++++ Teks Dokumen ++++

Senin, Februari 22, 2010

Mengubah Merek, Risiko dan Pengelolaannya

Pada 1 November 2008 lalu, Bank Niaga dan Bank Lippo, dua entitas bank terkemuka di Indonesia, resmi bergabung dan menyulap menjadi Bank CIMB Niaga. Merger ini berawal dari kebijakan Bank Indonesia khususnya mengenai Kebijakan Kepemilikan Tunggal atau Single Present Policy (SPP), di mana pemegang saham mayoritas dari Bank Niaga maupun Bank Lippo memilih merger sebagai opsi terbaik demi kepentingan seluruh stakeholder.

Proses merger yang melibatkan dua institusi perbankan terkemuka di Indonesia ini pun membentuk bank keenam terbesar di Indonesia berdasarkan aset. Perpaduan keunggulan kedua bank menciptakan sebuah bank yang lebih baik dan bersaing serta tumbuh di tengah makin ketatnya persaingan sektor perbankan Indonesia.

Melalui brand baru ini, stakeholders yakin dapat segera melangkah ke tahapan implementasi berikutnya dengan lancar dalam membangun entitas bank baru hasil integrasi yang lebih kokoh dan maju, serta yang menjadi bank pilihan utama nasabah. Bagi CIMB Group, merger ini akan memperkokoh posisi dan meningkatkan prospek pertumbuhannya sebagai kelompok bisnis terkemuka di Asia Tenggara.

++++ Cuplikan Data ++++

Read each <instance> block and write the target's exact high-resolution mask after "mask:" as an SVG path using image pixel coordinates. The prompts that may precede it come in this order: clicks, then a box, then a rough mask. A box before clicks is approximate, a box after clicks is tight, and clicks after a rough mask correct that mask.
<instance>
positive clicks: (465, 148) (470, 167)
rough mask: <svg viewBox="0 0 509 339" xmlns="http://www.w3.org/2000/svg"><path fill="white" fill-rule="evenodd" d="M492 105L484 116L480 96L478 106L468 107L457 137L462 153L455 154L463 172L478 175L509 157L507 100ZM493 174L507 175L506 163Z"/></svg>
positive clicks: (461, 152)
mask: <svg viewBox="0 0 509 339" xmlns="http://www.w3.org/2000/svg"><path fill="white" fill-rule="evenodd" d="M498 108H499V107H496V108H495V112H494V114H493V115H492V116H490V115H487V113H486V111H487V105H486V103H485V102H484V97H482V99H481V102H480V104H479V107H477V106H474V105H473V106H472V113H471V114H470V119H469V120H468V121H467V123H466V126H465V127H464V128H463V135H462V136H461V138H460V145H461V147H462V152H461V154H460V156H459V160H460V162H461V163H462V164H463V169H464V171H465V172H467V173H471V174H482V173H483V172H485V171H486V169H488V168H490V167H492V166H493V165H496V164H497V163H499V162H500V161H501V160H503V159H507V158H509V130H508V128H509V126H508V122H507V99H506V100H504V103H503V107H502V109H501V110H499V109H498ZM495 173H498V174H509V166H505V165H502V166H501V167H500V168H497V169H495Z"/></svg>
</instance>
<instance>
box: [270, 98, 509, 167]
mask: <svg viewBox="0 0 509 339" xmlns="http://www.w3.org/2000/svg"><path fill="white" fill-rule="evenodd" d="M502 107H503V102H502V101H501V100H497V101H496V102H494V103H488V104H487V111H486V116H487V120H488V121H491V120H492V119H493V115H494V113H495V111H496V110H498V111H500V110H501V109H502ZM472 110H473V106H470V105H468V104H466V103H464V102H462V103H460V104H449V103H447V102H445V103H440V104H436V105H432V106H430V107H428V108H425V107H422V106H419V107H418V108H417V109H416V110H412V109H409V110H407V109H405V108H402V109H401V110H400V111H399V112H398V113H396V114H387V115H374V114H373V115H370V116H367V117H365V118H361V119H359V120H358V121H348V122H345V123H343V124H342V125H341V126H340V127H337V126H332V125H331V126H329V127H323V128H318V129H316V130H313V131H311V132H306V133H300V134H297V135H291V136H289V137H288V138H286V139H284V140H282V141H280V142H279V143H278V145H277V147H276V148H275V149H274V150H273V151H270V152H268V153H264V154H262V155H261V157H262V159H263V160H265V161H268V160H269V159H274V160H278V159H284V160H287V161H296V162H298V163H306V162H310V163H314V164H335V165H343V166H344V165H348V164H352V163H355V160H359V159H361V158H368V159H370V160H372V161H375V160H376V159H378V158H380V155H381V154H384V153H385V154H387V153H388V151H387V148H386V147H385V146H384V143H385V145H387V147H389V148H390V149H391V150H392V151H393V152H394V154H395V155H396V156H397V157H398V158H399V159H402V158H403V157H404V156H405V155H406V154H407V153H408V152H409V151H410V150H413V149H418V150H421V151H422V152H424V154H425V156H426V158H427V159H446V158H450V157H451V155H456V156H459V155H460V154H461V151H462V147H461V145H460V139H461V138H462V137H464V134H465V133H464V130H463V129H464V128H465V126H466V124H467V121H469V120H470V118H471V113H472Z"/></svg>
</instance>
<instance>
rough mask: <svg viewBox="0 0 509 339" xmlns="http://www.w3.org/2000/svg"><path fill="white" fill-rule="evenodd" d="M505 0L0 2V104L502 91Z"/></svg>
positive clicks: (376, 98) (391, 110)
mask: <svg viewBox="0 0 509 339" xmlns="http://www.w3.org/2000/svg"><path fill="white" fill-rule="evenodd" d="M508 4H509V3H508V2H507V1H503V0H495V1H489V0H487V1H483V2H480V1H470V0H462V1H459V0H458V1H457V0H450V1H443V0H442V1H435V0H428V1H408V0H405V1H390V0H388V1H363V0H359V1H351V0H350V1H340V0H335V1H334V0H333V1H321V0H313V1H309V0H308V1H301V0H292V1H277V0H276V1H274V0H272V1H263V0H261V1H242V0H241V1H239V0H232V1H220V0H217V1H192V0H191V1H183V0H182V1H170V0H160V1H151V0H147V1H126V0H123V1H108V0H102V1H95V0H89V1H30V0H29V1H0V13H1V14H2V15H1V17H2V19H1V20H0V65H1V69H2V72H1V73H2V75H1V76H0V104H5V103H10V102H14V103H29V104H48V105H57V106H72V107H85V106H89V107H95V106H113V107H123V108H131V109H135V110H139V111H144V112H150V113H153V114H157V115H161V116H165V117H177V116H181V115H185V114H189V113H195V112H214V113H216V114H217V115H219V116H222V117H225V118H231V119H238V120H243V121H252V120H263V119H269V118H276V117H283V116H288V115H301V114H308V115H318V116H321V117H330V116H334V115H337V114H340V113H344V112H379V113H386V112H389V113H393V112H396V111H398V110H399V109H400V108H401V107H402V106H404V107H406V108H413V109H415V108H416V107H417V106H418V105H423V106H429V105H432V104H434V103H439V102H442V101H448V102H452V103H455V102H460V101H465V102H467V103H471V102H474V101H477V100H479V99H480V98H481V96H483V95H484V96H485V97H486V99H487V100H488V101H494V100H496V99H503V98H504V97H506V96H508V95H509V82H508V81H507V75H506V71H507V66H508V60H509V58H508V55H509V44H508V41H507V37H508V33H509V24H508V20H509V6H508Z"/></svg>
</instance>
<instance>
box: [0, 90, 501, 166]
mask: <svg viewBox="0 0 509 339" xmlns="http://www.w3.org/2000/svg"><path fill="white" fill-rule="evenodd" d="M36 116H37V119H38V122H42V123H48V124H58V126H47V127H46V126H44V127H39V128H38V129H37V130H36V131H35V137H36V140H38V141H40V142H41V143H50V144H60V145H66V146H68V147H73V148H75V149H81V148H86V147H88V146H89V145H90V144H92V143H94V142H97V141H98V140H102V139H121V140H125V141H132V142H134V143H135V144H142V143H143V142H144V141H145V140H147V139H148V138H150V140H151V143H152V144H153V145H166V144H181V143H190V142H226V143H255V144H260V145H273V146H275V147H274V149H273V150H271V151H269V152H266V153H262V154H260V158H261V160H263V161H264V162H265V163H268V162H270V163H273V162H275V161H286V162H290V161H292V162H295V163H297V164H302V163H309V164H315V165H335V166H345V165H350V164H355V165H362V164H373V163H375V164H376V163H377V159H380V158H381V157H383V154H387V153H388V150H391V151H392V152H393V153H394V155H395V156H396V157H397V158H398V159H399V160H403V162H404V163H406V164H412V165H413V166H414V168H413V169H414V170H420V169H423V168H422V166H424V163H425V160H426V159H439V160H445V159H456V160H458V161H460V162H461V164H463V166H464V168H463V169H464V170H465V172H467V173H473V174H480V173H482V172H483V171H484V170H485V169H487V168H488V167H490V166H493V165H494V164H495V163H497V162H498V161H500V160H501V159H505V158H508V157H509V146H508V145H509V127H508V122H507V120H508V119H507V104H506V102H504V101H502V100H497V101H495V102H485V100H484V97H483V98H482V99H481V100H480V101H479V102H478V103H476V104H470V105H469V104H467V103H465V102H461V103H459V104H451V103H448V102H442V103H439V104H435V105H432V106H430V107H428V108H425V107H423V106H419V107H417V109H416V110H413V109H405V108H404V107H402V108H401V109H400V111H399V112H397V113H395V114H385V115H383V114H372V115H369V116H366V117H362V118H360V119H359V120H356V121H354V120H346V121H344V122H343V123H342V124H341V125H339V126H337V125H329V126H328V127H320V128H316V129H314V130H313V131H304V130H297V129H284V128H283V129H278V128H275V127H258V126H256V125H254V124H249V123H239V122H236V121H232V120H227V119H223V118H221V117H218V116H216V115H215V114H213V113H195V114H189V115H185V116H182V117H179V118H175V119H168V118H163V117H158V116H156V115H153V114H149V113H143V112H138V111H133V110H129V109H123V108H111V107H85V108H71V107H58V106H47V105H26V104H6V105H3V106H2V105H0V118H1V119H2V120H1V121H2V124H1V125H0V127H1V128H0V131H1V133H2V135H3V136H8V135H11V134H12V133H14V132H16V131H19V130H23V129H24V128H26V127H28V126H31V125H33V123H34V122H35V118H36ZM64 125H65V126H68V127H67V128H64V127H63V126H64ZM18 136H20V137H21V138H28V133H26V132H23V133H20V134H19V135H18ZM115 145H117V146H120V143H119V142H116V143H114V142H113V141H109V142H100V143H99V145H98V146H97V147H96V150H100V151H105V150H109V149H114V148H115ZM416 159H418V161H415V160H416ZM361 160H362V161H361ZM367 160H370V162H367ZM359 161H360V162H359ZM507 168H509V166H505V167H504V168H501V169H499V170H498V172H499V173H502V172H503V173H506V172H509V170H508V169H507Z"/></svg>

++++

Tugas Kerja A >> Tulis ulang bagian teks tentang merger bank antara "Senin, Februari 22, 2010" dan "kepentingan seluruh stakeholder.", termasuk keduanya, dengan mengganti "opsi" menjadi "pilihan".
Tugas Kerja B >> Berdasarkan teks tentang merger bank, tentukan apakah setiap pernyataan berikut sesuai dengan teks, lalu jawab ya atau tidak beserta kutipan kata-kata teks yang menentukannya. (i) Bank Niaga dan Bank Lippo resmi bergabung pada 1 November 2008. (ii) Merger itu membentuk bank terbesar di Indonesia berdasarkan aset. (iii) Merger itu berawal dari kebijakan Bank Indonesia.
Tugas Kerja C >> Menurut teks tentang merger bank, mengapa pemegang saham mayoritas Bank Niaga dan Bank Lippo memilih merger? Jelaskan dalam satu sampai tiga kalimat.
Baris-baris data tidak diperlukan.

Jawaban A >>
Senin, Februari 22, 2010

Mengubah Merek, Risiko dan Pengelolaannya

Pada 1 November 2008 lalu, Bank Niaga dan Bank Lippo, dua entitas bank terkemuka di Indonesia, resmi bergabung dan menyulap menjadi Bank CIMB Niaga. Merger ini berawal dari kebijakan Bank Indonesia khususnya mengenai Kebijakan Kepemilikan Tunggal atau Single Present Policy (SPP), di mana pemegang saham mayoritas dari Bank Niaga maupun Bank Lippo memilih merger sebagai pilihan terbaik demi kepentingan seluruh stakeholder.

Jawaban B >>
(i) Ya: "Pada 1 November 2008 lalu, Bank Niaga dan Bank Lippo, dua entitas bank terkemuka di Indonesia, resmi bergabung".
(ii) Tidak: "membentuk bank keenam terbesar di Indonesia berdasarkan aset".
(iii) Ya: "Merger ini berawal dari kebijakan Bank Indonesia".

Jawaban C >> Pemegang saham mayoritas kedua bank memilih merger sebagai opsi terbaik demi kepentingan seluruh stakeholder. Langkah ini berawal dari kebijakan Bank Indonesia, khususnya Kebijakan Kepemilikan Tunggal atau Single Present Policy (SPP).